» **What you need to do**
Find each line in the material below that contains the word "Examine", and copy those lines.

» **Supplied entries**

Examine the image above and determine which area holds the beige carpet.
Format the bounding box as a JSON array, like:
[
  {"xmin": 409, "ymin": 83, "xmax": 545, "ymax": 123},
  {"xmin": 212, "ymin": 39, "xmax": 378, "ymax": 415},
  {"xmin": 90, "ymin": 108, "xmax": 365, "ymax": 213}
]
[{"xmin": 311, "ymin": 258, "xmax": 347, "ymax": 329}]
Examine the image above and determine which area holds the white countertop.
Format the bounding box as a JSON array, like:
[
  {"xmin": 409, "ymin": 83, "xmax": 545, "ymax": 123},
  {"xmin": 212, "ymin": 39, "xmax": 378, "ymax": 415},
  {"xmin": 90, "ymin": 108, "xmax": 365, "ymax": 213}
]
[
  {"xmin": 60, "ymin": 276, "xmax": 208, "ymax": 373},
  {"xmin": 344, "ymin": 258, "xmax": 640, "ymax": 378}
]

» **Solution to this exercise**
Examine the image above and determine which area holds the beige carpet.
Examine the image above and determine which area holds the white countertop.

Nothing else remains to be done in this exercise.